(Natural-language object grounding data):
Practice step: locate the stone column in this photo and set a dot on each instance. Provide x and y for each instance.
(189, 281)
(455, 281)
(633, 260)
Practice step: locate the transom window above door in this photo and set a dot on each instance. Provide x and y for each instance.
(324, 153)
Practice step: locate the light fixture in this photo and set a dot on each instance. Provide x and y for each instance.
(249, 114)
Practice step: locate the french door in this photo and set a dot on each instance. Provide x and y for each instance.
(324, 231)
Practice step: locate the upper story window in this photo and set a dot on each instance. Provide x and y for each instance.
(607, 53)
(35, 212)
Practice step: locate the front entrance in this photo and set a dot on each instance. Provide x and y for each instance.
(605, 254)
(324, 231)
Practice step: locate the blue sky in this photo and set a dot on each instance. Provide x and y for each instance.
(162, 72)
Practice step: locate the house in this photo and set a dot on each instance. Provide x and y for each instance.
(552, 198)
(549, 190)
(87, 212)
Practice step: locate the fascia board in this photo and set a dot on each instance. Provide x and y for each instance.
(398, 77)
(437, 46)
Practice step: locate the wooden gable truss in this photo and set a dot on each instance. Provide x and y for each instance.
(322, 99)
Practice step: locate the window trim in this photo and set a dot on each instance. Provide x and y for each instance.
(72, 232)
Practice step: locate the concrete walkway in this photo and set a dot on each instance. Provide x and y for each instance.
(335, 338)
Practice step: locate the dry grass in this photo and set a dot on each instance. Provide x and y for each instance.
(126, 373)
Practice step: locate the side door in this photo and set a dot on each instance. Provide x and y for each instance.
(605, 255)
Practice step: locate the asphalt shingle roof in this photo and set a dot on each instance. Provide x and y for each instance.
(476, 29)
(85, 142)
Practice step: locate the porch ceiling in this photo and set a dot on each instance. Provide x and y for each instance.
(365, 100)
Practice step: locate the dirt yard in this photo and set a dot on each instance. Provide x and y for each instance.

(TASK): Please repeat each line above exactly.

(RESULT FOR THIS TASK):
Practice step: locate the stone column in this photo and set a dot on each instance. Provide x and y for each instance.
(189, 281)
(455, 281)
(633, 260)
Practice step: locate the transom window above door in this photo and set a dot on each instance. Provide x and y for each instance.
(324, 153)
Practice step: locate the light fixture in this photo and set a dot on each instance. Provide x and y for each instance.
(249, 114)
Practice step: locate the french door in this photo and set a dot on each instance. Provide x and y for each instance.
(324, 231)
Practice step: locate the upper story window in this photo and set a dot on each instance. Provide x and y for each instance.
(607, 53)
(35, 212)
Practice step: locate the front entrance in this photo and set a dot on each instance. Provide x and y for each instance.
(605, 254)
(324, 231)
Practice step: locate the blue sky in this photo and set a dot on each instance. Provide x and y for each instance.
(162, 72)
Practice step: locate the house in this photo and set a dot on each instance. Provide x and y for each instance.
(552, 198)
(549, 190)
(87, 212)
Practice step: locate the fascia board in this photo and set a dot on each instance. Provide x and y for each instance.
(398, 77)
(437, 46)
Practice step: locate the wooden gable truss in this photo and set a dot on each instance. Provide x and y for each instance.
(322, 99)
Practice step: locate the window trim in this photo and set a dot on each instance. Provide x and y for each instance.
(72, 232)
Practice step: locate the concrete walkway in this photo and set a dot on each instance. Provide x and y for each instance.
(335, 338)
Practice step: locate the dry grass in this photo and set a dot on each instance. Provide x and y for each instance.
(126, 373)
Practice step: locate the side door in this photo and set a dot on each instance. Provide x and y for each instance.
(605, 255)
Practice step: locate the asphalt shingle roof in this photo and set a dot on each instance. Provide x and y for each instance.
(476, 29)
(85, 142)
Practice step: locate the porch ceiling in this photo and set a dot on each instance. Provide x and y for each instance.
(365, 100)
Practice step: locate the dirt yard in this photo and set a dot on each instance. Provide x and y for each instance.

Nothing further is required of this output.